(Collected data entries)
>>>
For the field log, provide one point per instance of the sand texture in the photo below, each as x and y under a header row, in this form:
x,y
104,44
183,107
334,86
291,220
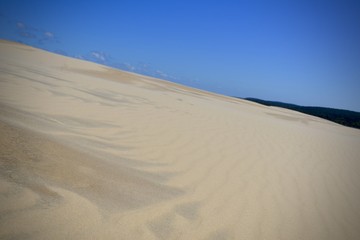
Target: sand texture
x,y
90,152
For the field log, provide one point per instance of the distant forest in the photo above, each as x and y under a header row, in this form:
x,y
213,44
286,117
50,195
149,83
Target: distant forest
x,y
343,117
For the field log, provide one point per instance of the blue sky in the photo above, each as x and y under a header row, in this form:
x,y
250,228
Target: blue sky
x,y
302,52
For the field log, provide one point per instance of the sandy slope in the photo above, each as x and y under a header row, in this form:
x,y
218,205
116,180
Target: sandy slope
x,y
89,152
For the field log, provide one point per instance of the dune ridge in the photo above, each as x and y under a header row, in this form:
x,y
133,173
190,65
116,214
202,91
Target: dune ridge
x,y
90,152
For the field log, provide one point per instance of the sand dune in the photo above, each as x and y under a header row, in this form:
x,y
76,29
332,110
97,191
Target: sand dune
x,y
89,152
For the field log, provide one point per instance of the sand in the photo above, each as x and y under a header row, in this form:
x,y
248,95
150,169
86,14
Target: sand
x,y
90,152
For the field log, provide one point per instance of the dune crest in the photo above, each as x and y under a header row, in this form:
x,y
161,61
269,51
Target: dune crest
x,y
90,152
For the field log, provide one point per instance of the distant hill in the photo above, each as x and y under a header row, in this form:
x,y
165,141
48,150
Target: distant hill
x,y
343,117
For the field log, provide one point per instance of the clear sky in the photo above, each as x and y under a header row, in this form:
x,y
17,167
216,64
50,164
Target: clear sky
x,y
305,52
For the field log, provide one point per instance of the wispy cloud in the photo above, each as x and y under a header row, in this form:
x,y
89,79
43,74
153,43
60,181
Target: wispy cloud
x,y
27,31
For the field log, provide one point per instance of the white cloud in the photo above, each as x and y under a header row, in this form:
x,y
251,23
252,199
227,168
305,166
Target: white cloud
x,y
49,34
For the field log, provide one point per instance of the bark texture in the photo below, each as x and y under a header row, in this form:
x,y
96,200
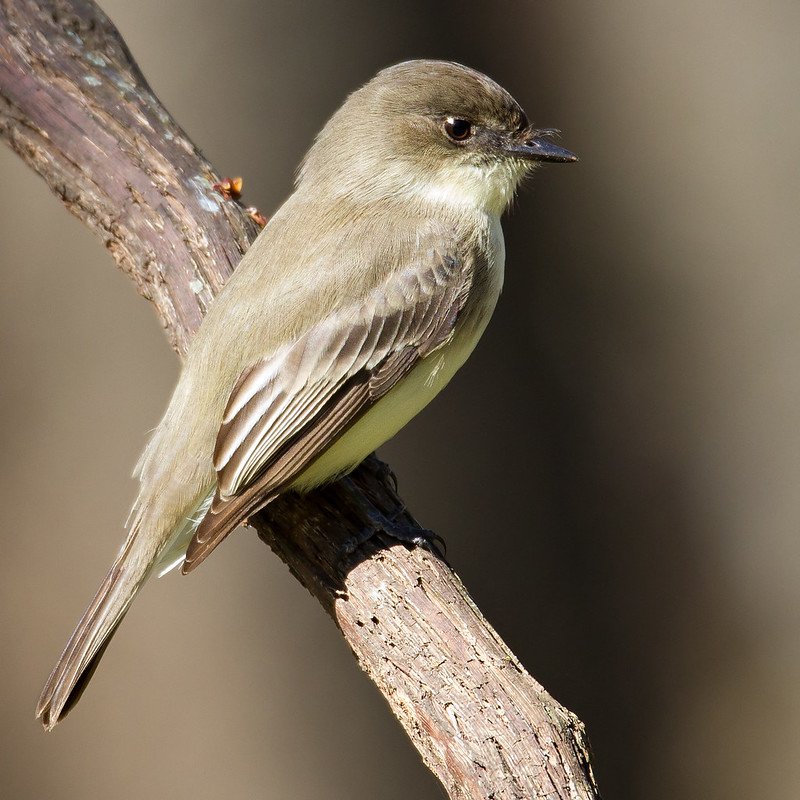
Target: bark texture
x,y
75,107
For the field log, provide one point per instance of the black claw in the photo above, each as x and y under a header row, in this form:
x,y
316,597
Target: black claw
x,y
405,532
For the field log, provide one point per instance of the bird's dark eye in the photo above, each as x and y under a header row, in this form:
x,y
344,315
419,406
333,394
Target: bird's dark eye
x,y
457,129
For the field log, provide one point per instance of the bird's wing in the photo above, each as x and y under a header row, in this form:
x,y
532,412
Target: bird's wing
x,y
287,409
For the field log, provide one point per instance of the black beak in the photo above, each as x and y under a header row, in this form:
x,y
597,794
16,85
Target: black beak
x,y
536,147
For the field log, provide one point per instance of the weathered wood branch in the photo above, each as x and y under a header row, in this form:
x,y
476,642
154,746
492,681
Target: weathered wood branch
x,y
75,107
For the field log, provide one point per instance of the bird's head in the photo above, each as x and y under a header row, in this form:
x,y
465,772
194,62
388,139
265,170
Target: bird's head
x,y
430,130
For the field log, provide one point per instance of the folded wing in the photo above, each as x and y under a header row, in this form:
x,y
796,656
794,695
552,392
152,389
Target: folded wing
x,y
289,408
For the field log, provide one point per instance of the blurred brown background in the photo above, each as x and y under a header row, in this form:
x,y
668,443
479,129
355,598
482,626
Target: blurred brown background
x,y
616,471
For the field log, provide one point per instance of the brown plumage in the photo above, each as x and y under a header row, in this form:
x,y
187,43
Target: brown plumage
x,y
357,303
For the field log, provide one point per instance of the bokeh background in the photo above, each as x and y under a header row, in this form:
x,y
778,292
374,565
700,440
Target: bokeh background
x,y
616,471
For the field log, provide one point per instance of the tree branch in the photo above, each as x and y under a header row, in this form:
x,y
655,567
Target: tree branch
x,y
75,107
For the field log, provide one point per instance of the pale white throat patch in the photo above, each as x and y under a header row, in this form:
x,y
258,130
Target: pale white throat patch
x,y
488,188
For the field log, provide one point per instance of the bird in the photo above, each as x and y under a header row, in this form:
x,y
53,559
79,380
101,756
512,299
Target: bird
<<<
Every line above should be copied exactly; do not carry over the pictures.

For the field log, provide one point per instance of the sand texture in the photo below, each as x and y under a header row, in this form:
x,y
104,44
183,107
334,86
291,220
Target: sand texture
x,y
90,152
For the field log, provide one point per instance of the distant forest in the photo above, each as x and y under a header row, in this form:
x,y
213,44
286,117
50,195
149,83
Target: distant forest
x,y
343,117
For the field log, provide one point per instance of the blue sky in the photo above, each as x and y under a header row, in this form:
x,y
250,228
Target: blue sky
x,y
302,52
For the field log, provide one point per instance of the sandy slope in the photo above, each as x and y under a header row, in this form:
x,y
218,205
116,180
Target: sandy slope
x,y
89,152
For the field log, provide one point per instance of the dune ridge in the photo above, each as x and y under a header row, in this form:
x,y
133,173
190,65
116,214
202,91
Target: dune ridge
x,y
90,152
For the field log, provide one point per instance of the sand dune in the photo above, each as x and y under a header row, in this form:
x,y
76,29
332,110
97,191
Target: sand dune
x,y
89,152
For the field log, provide one point per instance of the sand in the photo above, each as x and y under a header row, in this form:
x,y
248,95
150,169
86,14
Target: sand
x,y
90,152
For the field log, provide one point per instance of the dune crest in the photo above, each as x and y under a header row, in this form:
x,y
161,61
269,51
Target: dune crest
x,y
90,152
For the field log, provide one point per instance of the distant hill in the photo above, each as x and y under a header row, in this form:
x,y
165,141
48,150
Target: distant hill
x,y
343,117
For the field log, provide one point per instance of the clear sky in the photo above, each as x and y under a header row, in this form:
x,y
17,167
216,64
50,164
Target: clear sky
x,y
305,52
For the field log, provide one point per instance of the wispy cloud in the photo above, each as x and y under a header row, in this form:
x,y
89,79
43,74
153,43
60,181
Target: wispy cloud
x,y
27,31
For the field log, provide one point per instance of the white cloud in the photo above, each as x and y under a header row, in this form:
x,y
251,23
252,199
227,168
305,166
Target: white cloud
x,y
49,34
For the field log, provide one point per instance of the bark texture in the photo below, each as x and y under a header row, in this form:
x,y
96,200
Target: bark texture
x,y
75,107
For the field log, provide one point per instance of the black claw in the photo above, each as x and y under a header row, in this form:
x,y
316,597
Target: black claw
x,y
405,532
For the field log, provide one point per instance of the bird's dark eye in the photo above, each as x and y under a header row, in this form:
x,y
344,315
419,406
333,394
Target: bird's dark eye
x,y
457,129
For the field log, provide one point per instance of the bird's wing in the photo above, each as x and y under a header row, in this form:
x,y
532,412
Target: bird's wing
x,y
287,409
For the field log, provide one point per instance of the black beak in the photo above, each as x and y under a header row, in this form:
x,y
597,794
16,85
Target: black beak
x,y
536,147
For the field log, provide one point per instance of the weathered wood branch in the photo above, each as x and y under a header row, in this form:
x,y
476,642
154,746
492,681
Target: weathered wood branch
x,y
75,107
For the field log, provide one point per instance of the bird's head in the photo above, each as x and y under a header row, in this form:
x,y
465,772
194,62
388,139
265,170
Target: bird's head
x,y
430,130
For the field log, provide one point per instance of the folded wing in the photo above, each as x and y under a header row, in this form:
x,y
796,656
794,695
552,392
152,389
Target: folded wing
x,y
289,408
For the field log, provide one point per instance of the blurred brown background in the photo above, each as x and y under a header row, in this form:
x,y
668,443
479,129
355,598
482,626
Target: blurred brown background
x,y
616,471
For the field log, provide one point per instance of the brown plumage in the photo above, each as x and y under a header row, in this form:
x,y
187,43
Target: brown plumage
x,y
357,303
For the field log, provide one point per instance of the bokeh background in the photo above, each as x and y under a header row, in this form:
x,y
778,292
374,565
700,440
Target: bokeh background
x,y
616,471
For the field log, provide one point per instance of the tree branch in the photo above, each as x and y under a header row, in this form:
x,y
655,567
Target: tree branch
x,y
75,107
For the field log, provide one point per instance of the pale white throat patch in the photo above, each as x and y under a header row, in this form:
x,y
258,130
Target: pale white throat patch
x,y
488,188
For the field log, provide one point per instance of the bird in the photo above, each as x and y under a header row, in this form:
x,y
53,559
79,380
101,756
512,299
Target: bird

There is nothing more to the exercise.